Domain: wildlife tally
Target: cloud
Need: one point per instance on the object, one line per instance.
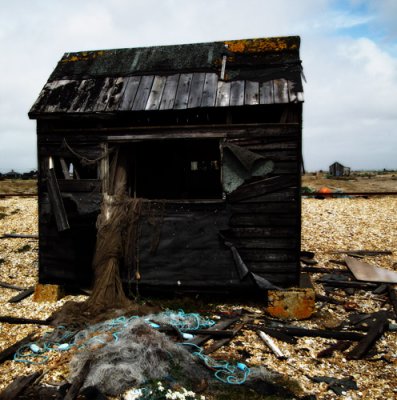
(348, 53)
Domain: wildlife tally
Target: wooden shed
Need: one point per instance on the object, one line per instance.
(209, 138)
(337, 169)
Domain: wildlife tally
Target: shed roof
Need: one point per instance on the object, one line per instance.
(217, 74)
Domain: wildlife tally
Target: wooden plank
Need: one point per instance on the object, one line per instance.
(209, 90)
(275, 231)
(104, 95)
(57, 206)
(251, 96)
(23, 321)
(237, 93)
(196, 90)
(223, 94)
(261, 187)
(266, 93)
(182, 94)
(280, 91)
(116, 94)
(8, 353)
(65, 169)
(293, 98)
(168, 97)
(131, 88)
(377, 328)
(143, 93)
(200, 339)
(8, 286)
(154, 99)
(259, 220)
(19, 297)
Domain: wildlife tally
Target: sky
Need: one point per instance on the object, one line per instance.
(348, 50)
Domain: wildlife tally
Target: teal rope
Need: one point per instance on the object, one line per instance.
(224, 372)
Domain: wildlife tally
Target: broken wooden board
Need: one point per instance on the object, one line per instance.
(363, 271)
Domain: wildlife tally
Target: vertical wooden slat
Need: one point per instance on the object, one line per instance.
(280, 91)
(104, 95)
(169, 92)
(153, 102)
(209, 90)
(291, 92)
(223, 94)
(116, 94)
(237, 93)
(131, 88)
(251, 93)
(196, 90)
(143, 92)
(182, 94)
(266, 93)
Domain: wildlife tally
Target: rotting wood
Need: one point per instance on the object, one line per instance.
(18, 236)
(364, 252)
(78, 382)
(271, 344)
(222, 342)
(392, 297)
(329, 334)
(19, 297)
(200, 339)
(279, 335)
(8, 353)
(57, 206)
(341, 345)
(13, 287)
(263, 186)
(17, 320)
(377, 328)
(12, 391)
(348, 284)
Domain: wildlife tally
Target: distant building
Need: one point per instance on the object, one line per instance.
(337, 169)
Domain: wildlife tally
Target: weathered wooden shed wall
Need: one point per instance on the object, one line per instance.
(225, 94)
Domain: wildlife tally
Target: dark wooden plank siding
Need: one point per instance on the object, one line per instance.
(196, 90)
(209, 90)
(131, 88)
(156, 93)
(168, 98)
(182, 94)
(143, 93)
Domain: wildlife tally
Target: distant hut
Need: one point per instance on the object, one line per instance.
(337, 169)
(208, 137)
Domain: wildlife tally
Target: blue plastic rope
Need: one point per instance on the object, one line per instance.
(224, 372)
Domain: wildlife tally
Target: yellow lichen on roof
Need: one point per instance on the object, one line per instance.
(261, 45)
(83, 56)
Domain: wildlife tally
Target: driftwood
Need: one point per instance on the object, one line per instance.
(392, 297)
(329, 351)
(78, 382)
(222, 342)
(8, 286)
(16, 320)
(348, 284)
(8, 353)
(280, 335)
(376, 330)
(19, 297)
(330, 334)
(12, 391)
(18, 236)
(364, 252)
(272, 346)
(200, 339)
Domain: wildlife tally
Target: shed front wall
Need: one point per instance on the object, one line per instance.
(261, 218)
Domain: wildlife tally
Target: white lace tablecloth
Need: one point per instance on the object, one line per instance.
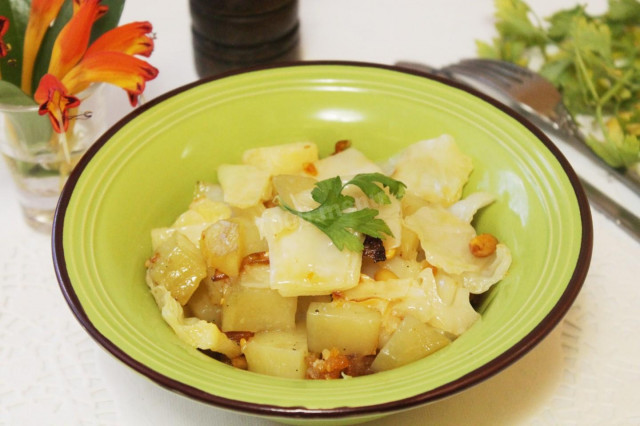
(586, 372)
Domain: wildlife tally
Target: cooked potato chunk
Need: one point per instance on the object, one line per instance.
(412, 341)
(244, 185)
(205, 302)
(287, 187)
(278, 353)
(221, 246)
(304, 261)
(178, 266)
(257, 309)
(434, 169)
(282, 159)
(346, 326)
(346, 163)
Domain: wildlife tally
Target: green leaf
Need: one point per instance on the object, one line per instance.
(110, 20)
(41, 64)
(340, 225)
(17, 11)
(486, 50)
(23, 127)
(561, 22)
(626, 11)
(367, 182)
(513, 21)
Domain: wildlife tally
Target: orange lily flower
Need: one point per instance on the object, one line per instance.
(54, 100)
(72, 42)
(131, 39)
(109, 59)
(120, 69)
(43, 12)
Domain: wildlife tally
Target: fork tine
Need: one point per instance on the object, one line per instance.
(482, 75)
(507, 70)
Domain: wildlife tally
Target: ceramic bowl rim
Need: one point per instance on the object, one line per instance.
(474, 377)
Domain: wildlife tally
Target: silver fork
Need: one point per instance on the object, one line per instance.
(531, 94)
(528, 92)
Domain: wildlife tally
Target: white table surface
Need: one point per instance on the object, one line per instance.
(586, 372)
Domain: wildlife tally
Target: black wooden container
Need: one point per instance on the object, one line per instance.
(230, 34)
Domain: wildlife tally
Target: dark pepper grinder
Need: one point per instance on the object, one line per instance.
(231, 34)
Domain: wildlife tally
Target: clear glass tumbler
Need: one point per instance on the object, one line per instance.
(39, 159)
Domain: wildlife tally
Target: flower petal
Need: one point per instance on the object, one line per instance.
(130, 38)
(120, 69)
(73, 39)
(54, 100)
(42, 13)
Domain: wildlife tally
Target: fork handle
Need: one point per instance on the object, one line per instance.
(600, 201)
(612, 210)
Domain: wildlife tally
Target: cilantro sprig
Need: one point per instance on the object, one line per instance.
(335, 215)
(593, 60)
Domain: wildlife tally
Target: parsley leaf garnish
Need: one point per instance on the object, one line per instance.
(335, 217)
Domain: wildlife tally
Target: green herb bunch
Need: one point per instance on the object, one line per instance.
(594, 60)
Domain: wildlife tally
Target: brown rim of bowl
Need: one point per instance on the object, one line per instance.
(474, 377)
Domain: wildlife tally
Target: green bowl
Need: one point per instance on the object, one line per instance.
(141, 173)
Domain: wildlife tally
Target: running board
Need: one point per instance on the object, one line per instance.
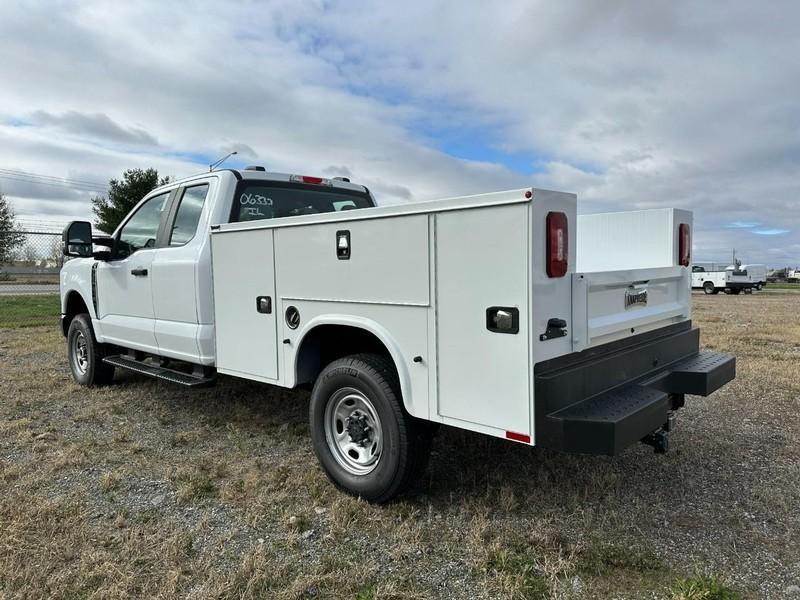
(158, 372)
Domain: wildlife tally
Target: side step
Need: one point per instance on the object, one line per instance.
(610, 422)
(701, 374)
(158, 372)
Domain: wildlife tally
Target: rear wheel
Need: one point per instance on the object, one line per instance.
(85, 354)
(365, 440)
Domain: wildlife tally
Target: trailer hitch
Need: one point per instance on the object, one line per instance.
(659, 439)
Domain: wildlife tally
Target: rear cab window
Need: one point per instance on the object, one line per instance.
(257, 200)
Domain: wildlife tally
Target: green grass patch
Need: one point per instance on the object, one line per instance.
(703, 587)
(521, 579)
(29, 310)
(607, 560)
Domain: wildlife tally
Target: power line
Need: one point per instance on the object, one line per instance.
(63, 182)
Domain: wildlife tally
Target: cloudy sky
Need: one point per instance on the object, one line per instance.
(629, 104)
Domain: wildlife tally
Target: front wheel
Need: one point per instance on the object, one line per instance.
(365, 440)
(85, 354)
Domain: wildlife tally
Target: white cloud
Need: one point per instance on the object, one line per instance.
(629, 104)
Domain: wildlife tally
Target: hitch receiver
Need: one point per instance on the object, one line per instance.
(659, 439)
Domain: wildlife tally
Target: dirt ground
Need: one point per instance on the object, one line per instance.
(148, 489)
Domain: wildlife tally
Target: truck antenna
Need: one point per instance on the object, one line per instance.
(214, 165)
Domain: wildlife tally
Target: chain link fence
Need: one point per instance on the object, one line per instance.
(30, 263)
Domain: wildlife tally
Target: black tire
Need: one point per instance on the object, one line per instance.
(87, 365)
(379, 449)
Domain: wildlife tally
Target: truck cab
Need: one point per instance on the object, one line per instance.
(152, 290)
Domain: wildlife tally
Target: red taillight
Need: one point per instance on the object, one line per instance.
(518, 437)
(684, 245)
(557, 244)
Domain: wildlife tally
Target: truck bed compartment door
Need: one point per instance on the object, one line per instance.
(244, 304)
(612, 305)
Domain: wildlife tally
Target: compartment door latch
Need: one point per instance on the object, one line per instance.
(555, 328)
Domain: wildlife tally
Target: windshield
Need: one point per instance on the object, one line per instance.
(256, 200)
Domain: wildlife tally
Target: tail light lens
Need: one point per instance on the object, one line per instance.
(557, 244)
(684, 245)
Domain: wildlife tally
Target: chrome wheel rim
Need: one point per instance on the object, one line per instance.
(353, 431)
(80, 353)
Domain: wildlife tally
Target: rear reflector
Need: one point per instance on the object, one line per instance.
(684, 245)
(309, 179)
(518, 437)
(557, 244)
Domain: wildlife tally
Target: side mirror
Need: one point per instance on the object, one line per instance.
(77, 239)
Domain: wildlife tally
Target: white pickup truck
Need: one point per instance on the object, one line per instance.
(466, 311)
(730, 280)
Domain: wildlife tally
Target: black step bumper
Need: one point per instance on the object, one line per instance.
(604, 399)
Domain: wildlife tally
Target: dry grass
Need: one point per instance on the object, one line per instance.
(145, 489)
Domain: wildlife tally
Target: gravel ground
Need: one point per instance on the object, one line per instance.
(147, 489)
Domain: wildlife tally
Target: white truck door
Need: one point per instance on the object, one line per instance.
(124, 285)
(184, 250)
(245, 322)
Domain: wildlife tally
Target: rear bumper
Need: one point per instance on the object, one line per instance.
(602, 400)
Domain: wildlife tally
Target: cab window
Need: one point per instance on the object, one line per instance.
(141, 229)
(188, 215)
(256, 200)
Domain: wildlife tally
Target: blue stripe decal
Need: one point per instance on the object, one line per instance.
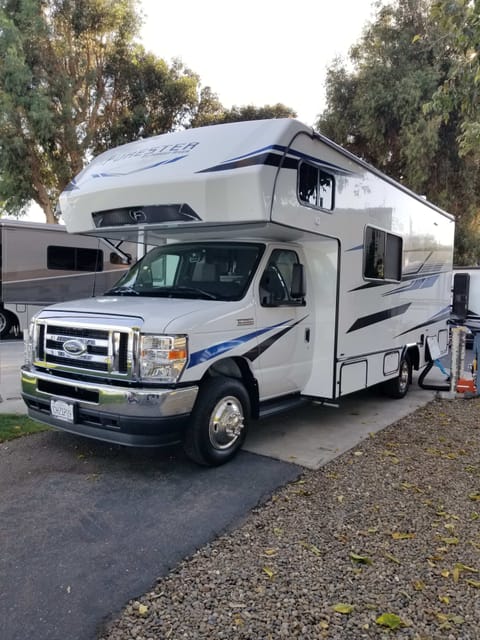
(418, 283)
(128, 173)
(222, 347)
(262, 156)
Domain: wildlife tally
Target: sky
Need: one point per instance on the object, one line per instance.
(257, 51)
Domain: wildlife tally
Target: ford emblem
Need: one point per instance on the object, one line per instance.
(74, 347)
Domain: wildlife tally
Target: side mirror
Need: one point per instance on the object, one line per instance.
(298, 281)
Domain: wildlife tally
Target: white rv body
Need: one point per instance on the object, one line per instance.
(376, 260)
(41, 264)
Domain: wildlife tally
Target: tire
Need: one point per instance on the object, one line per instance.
(6, 322)
(219, 422)
(398, 387)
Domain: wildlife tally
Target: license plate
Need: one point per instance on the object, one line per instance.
(62, 410)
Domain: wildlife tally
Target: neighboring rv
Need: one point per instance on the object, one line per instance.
(41, 264)
(466, 288)
(292, 271)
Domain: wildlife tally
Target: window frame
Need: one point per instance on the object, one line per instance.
(386, 236)
(320, 170)
(289, 302)
(78, 253)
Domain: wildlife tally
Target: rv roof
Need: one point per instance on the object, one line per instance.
(185, 176)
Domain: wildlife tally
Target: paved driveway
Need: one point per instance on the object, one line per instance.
(84, 526)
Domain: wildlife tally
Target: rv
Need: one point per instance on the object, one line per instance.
(41, 264)
(466, 299)
(285, 269)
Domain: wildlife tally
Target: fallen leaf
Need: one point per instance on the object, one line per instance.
(397, 535)
(392, 558)
(390, 620)
(360, 559)
(473, 583)
(341, 607)
(270, 573)
(450, 540)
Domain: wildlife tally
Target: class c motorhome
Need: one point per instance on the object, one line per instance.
(466, 299)
(41, 264)
(285, 269)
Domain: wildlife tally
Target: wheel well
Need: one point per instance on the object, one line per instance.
(237, 368)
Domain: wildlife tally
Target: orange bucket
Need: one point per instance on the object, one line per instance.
(465, 385)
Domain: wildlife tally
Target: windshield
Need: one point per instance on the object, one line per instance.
(207, 270)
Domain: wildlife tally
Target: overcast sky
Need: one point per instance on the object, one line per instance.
(257, 51)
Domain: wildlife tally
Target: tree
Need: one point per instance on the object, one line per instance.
(377, 110)
(73, 81)
(213, 112)
(460, 20)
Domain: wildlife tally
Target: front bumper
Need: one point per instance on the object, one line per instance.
(120, 415)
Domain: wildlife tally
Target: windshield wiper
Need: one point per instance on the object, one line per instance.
(122, 291)
(171, 291)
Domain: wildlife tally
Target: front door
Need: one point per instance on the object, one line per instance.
(285, 337)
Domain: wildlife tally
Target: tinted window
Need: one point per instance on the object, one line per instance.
(383, 255)
(74, 258)
(276, 281)
(316, 187)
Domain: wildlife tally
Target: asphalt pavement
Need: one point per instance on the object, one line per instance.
(86, 526)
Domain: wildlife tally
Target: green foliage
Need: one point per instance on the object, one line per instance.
(14, 426)
(216, 114)
(73, 81)
(376, 107)
(460, 91)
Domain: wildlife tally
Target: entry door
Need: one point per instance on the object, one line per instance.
(285, 331)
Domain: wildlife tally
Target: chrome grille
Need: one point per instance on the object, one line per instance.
(83, 347)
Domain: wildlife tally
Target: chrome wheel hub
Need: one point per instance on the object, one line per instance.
(226, 423)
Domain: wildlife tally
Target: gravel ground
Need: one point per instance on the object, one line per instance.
(383, 542)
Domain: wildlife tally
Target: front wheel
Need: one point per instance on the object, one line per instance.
(219, 422)
(398, 387)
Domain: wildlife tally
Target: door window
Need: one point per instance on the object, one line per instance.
(276, 281)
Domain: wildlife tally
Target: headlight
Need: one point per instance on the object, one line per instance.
(162, 358)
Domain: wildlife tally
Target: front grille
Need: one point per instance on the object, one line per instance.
(93, 349)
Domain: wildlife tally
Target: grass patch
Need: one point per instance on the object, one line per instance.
(15, 426)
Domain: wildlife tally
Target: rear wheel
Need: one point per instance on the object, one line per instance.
(219, 422)
(6, 322)
(398, 387)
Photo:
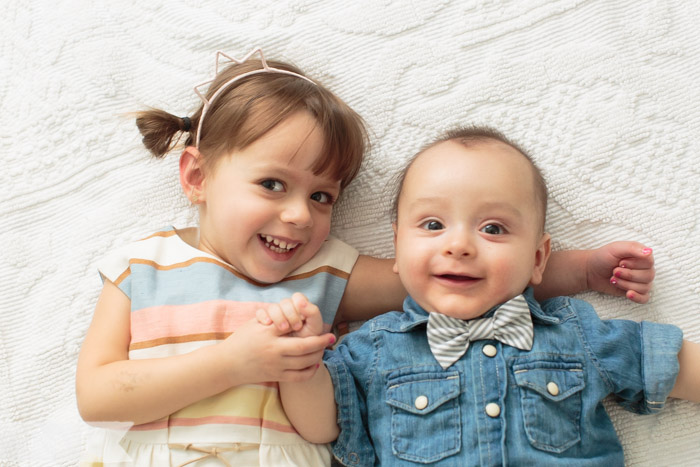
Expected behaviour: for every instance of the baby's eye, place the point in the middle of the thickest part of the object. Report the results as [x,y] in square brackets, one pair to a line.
[272,185]
[321,197]
[493,229]
[433,225]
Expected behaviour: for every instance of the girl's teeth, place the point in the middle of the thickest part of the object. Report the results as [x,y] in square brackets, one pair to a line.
[280,245]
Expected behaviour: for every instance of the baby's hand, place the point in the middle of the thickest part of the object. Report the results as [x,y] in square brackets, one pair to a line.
[296,315]
[621,268]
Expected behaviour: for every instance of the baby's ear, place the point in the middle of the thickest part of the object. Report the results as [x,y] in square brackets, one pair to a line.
[192,175]
[544,248]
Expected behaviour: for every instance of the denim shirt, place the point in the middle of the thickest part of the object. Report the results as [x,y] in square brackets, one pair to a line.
[497,405]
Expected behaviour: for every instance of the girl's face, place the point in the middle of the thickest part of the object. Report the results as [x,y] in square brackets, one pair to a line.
[263,209]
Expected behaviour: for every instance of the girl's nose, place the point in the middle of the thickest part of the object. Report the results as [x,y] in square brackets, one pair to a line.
[459,244]
[297,212]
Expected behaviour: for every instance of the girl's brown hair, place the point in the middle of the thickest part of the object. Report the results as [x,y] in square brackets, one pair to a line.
[253,106]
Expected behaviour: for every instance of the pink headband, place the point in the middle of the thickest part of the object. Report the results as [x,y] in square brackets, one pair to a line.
[265,69]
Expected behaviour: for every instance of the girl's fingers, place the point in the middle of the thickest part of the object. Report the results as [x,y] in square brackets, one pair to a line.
[291,313]
[299,346]
[275,313]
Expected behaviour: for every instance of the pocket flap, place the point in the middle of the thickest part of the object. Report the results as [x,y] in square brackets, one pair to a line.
[553,380]
[422,393]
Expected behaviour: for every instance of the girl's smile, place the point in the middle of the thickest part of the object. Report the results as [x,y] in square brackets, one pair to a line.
[263,209]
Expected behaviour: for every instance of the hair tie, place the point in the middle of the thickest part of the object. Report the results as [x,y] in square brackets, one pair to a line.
[187,123]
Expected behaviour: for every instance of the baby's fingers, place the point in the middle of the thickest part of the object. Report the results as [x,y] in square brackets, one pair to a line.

□ □ □ □ □ □ □

TASK TO COMPLETE: Copy out the stretch of the items above, from the line containing "girl's smile, place" through the end of the items, including both of those lines.

RESULT OF THIS EXERCISE:
Expected behaviour: for every instance of the girl's smile, place the point in the middle of the thickest part of the object. Report the results as [x,y] in square brackets, one pair to a line.
[263,209]
Expected behaviour: for every instance of the hair tie, place the point in the middle of the thickest part of the object. Report the results as [x,y] in square brackets, one pair to a line.
[187,123]
Expected behaviour: for every instance of the baby's fingers, place the point in the middle of the thickest part of the object. Report the results as [x,y] in square brackets, one pair to a line.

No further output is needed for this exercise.